Written request 1 = In the text on tokenizers and similarity functions, shorten the paragraph beginning "Tokenizers preprocess values" into a bulleted list that keeps its main facts.
Written request 2 = Pick up the text on tokenizers and similarity functions after its last sentence and write what comes next.

Source text =
/---

Tokenizers and Similarity Functions
Tamr Core uses tokenizers and similarity functions to identify similarities and differences between data values.
The supervised learning models in projects use tokenizers and similarity functions to evaluate different types of data, make comparisons, and identify similarities and differences between data values.
- Tokenizers preprocess values with a data type of string to separate text into discrete pieces, or tokens, that are machine readable. Machine learning models compare the tokens, rather than the original strings. Tokenizers can reduce the effect of misspellings, abbreviations, errors, and other irregularities. You define tokenizers in both categorization and mastering projects for unified attributes that are included in machine learning. See Tamr Core Tokenizers.

\---

Dataset entries =
/---

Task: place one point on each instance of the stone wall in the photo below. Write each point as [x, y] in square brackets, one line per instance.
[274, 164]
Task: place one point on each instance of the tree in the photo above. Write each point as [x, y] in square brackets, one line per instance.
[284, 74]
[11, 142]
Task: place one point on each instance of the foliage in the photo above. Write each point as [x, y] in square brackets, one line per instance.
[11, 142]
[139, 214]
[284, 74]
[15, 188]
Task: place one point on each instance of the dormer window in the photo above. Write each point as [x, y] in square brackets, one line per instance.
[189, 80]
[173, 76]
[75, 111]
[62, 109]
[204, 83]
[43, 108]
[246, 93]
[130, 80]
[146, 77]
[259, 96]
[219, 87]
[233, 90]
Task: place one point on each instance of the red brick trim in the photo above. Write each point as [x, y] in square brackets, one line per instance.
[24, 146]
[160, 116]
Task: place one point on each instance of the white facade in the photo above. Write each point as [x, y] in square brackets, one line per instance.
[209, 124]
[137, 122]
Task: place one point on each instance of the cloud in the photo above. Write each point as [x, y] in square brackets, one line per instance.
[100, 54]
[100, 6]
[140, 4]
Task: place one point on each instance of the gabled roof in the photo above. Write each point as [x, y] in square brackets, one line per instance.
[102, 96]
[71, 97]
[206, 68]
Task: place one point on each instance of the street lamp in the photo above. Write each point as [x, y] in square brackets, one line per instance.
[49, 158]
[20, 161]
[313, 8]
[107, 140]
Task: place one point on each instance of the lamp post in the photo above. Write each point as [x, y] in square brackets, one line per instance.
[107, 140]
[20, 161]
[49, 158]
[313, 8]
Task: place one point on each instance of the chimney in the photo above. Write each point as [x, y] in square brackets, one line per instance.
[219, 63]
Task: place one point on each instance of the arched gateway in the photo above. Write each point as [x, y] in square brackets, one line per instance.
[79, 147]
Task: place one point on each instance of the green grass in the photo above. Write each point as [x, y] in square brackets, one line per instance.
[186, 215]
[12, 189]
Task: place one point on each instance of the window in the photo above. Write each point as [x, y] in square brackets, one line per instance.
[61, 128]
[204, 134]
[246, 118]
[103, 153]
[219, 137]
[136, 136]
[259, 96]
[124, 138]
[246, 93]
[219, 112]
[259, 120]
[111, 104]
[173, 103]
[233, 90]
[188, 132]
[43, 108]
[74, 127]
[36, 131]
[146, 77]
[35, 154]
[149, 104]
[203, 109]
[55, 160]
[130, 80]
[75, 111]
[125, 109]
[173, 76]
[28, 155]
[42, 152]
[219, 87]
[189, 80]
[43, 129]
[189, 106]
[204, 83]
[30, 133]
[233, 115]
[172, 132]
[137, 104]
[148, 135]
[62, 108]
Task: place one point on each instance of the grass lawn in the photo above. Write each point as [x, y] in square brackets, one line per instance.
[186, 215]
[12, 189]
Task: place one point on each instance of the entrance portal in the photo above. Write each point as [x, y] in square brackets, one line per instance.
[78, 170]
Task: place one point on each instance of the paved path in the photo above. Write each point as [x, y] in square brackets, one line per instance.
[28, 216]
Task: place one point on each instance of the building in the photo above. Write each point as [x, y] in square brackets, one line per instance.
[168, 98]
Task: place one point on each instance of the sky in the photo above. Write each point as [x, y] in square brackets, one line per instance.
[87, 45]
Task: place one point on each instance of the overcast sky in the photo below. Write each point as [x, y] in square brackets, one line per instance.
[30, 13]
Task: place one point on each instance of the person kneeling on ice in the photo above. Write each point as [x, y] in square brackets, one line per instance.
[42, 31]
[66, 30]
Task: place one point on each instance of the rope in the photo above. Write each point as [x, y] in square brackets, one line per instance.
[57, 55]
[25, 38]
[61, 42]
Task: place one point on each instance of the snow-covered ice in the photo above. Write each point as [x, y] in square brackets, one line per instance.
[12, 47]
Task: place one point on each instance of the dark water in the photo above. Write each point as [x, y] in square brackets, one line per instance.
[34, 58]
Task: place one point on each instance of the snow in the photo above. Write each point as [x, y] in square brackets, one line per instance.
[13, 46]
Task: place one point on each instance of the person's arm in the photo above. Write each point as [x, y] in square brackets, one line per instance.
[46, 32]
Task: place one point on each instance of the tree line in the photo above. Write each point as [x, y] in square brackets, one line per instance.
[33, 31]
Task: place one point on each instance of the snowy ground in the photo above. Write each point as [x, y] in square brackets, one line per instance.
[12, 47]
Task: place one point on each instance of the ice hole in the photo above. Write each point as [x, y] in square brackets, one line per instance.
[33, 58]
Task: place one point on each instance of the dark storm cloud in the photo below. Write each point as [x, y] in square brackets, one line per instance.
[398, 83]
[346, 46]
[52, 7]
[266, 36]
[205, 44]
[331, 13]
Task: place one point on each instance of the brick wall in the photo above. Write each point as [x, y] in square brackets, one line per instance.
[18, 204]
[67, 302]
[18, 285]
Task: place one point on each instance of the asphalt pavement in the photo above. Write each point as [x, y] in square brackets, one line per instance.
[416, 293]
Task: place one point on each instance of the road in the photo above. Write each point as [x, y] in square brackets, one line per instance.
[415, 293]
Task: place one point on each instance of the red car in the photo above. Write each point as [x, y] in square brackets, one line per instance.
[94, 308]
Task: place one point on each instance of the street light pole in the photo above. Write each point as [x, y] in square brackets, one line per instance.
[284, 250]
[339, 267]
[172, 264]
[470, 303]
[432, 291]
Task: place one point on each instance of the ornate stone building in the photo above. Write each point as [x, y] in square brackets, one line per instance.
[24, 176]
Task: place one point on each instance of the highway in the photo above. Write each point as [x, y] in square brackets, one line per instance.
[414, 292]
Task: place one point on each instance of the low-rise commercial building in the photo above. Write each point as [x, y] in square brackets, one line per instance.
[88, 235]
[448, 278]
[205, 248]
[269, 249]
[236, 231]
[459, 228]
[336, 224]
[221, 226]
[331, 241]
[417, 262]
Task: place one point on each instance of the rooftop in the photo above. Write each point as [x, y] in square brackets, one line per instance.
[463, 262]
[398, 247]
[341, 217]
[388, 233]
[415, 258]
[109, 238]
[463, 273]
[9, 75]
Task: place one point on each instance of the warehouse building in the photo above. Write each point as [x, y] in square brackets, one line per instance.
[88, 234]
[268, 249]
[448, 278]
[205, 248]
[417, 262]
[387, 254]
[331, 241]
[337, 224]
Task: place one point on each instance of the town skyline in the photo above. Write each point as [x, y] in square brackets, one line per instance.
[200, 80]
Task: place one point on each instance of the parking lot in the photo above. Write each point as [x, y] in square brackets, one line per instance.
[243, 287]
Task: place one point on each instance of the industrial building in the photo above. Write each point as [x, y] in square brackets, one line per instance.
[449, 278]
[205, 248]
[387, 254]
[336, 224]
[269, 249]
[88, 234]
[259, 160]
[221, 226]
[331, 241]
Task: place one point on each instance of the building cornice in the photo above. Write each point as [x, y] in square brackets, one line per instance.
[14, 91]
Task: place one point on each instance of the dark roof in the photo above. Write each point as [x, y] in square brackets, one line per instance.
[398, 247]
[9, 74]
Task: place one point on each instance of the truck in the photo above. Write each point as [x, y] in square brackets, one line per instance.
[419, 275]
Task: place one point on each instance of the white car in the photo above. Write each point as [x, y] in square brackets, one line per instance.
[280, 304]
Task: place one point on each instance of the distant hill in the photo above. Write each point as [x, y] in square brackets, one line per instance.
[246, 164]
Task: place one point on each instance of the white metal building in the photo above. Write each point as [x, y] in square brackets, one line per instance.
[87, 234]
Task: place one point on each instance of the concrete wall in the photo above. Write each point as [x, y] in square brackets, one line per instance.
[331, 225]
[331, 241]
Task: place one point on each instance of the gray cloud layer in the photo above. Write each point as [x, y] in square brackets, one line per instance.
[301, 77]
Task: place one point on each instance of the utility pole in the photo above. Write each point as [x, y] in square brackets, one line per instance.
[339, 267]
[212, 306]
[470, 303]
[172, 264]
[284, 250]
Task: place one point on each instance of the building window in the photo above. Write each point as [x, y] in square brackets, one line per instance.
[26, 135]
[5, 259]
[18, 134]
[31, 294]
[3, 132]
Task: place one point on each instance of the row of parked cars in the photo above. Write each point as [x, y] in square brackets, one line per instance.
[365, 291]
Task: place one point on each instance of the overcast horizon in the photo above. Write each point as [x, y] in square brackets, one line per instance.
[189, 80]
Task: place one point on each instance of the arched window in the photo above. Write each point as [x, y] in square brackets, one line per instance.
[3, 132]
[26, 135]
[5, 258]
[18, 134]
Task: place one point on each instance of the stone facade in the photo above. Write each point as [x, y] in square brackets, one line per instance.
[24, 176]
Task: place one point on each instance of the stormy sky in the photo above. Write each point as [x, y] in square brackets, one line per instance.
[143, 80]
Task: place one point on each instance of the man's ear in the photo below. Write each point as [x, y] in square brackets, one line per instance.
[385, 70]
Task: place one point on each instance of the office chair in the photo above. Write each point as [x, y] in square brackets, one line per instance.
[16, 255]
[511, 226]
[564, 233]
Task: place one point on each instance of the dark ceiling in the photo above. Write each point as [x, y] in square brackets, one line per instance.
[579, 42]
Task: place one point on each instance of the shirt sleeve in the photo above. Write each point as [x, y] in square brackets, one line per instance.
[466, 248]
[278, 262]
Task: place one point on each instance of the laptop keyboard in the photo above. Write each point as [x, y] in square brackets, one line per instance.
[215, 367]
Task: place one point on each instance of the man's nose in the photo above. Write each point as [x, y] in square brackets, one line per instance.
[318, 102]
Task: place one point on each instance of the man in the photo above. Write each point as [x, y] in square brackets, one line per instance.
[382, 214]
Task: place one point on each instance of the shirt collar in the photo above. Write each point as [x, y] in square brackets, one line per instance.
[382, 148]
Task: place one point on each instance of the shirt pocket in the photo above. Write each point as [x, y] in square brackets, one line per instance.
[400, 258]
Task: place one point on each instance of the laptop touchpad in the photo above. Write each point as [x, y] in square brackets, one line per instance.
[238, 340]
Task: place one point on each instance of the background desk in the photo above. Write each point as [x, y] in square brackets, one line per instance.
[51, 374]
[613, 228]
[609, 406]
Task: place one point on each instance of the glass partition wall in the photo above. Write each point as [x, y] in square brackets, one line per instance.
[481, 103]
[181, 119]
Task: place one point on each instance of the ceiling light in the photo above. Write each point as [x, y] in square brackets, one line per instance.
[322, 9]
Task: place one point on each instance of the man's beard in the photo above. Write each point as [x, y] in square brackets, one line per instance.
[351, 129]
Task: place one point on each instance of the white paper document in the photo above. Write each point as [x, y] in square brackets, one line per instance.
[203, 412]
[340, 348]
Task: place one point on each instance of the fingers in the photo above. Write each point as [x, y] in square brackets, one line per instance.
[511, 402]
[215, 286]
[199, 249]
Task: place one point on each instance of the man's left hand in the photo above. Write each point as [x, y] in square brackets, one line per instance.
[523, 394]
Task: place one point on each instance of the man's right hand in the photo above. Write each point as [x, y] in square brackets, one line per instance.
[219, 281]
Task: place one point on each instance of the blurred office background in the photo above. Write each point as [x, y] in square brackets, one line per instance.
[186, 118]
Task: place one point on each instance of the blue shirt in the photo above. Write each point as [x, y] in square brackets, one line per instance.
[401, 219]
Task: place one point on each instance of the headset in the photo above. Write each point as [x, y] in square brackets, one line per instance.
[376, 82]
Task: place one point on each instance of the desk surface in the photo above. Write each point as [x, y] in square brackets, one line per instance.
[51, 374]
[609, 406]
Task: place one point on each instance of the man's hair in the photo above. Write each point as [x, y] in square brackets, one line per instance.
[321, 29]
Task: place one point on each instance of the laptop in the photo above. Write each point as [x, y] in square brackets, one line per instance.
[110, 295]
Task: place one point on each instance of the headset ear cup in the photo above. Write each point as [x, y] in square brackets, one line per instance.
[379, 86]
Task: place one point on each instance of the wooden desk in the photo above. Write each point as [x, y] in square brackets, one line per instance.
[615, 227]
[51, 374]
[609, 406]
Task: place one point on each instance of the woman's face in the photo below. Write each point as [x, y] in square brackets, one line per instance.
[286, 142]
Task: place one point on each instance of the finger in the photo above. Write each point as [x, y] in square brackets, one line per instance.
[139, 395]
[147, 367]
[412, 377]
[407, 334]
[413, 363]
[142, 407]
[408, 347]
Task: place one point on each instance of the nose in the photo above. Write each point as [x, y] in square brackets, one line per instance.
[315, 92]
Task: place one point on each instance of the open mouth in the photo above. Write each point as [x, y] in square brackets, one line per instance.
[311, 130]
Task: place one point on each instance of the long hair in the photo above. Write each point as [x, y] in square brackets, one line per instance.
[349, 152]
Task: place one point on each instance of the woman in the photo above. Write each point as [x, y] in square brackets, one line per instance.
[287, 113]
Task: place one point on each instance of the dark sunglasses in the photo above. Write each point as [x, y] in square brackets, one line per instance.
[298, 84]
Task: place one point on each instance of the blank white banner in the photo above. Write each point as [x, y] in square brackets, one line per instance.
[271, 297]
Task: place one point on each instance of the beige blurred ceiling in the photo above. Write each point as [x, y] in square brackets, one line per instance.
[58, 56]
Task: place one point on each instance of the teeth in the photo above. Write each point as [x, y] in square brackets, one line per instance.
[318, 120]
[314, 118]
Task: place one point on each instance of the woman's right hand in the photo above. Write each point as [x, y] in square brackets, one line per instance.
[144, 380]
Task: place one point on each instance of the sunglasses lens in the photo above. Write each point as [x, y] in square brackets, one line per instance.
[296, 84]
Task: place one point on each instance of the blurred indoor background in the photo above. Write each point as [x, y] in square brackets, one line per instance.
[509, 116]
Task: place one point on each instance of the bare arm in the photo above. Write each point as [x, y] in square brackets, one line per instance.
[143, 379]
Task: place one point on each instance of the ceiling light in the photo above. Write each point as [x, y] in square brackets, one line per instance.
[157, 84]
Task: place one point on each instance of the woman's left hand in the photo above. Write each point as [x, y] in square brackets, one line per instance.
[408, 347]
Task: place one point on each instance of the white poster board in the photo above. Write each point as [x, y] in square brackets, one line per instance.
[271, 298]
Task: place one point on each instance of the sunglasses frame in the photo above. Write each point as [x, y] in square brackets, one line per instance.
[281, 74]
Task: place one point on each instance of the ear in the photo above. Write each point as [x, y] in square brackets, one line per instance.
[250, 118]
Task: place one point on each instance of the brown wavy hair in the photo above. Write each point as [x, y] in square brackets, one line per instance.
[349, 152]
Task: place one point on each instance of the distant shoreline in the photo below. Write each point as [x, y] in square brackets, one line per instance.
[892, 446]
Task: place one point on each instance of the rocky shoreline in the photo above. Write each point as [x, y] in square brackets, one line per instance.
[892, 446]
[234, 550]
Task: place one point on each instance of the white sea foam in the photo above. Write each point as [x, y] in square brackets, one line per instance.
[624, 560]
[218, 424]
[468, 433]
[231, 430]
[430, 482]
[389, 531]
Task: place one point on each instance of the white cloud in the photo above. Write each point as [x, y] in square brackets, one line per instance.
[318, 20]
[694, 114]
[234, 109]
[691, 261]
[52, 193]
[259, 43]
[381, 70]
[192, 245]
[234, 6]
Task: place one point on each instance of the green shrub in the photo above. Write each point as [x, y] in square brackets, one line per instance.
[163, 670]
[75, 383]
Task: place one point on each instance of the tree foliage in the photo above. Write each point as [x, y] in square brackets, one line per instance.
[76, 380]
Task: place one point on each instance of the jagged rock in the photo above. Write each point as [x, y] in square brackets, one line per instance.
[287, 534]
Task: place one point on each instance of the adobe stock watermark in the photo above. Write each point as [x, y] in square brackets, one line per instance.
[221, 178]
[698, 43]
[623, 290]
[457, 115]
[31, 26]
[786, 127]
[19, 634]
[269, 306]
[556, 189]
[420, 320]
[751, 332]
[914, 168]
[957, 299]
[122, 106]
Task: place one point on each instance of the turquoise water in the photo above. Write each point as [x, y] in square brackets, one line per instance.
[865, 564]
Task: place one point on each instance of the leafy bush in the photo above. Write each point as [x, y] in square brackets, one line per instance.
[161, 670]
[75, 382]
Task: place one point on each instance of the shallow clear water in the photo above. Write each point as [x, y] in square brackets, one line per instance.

\---

Exercise response 1 =
- Tokenizers preprocess string values by splitting text into discrete, machine-readable pieces called tokens.
- Machine learning models compare these tokens instead of the original strings.
- Tokenizing can lessen the effect of misspellings, abbreviations, errors, and other irregularities.
- Tokenizers are defined in both categorization and mastering projects for unified attributes included in machine learning.
- More detail is in Tamr Core Tokenizers.

Exercise response 2 =
- Similarity functions give the machine learning model a way to score how different or alike two values are to each other so that it can find duplicates. Different similarity functions are available for values with a string, integer, or geospatial data type. You define similarity functions in mastering projects for unified attributes that are included in machine learning. See Tamr Core Similarity Functions.
In a mastering project, you can specify the tokenizer or similarity function to use for each attribute in the unified schema and, separately, for attributes in the blocking model. In a categorization project, you can specify the tokenizer to use for each attribute in the unified schema.
Tip: Schema mapping projects use Regex tokenization only, which removes all special characters including hyphens.
Tamr Core Tokenizers
To accommodate different types of string values, Tamr Core provides a set of tokenizers.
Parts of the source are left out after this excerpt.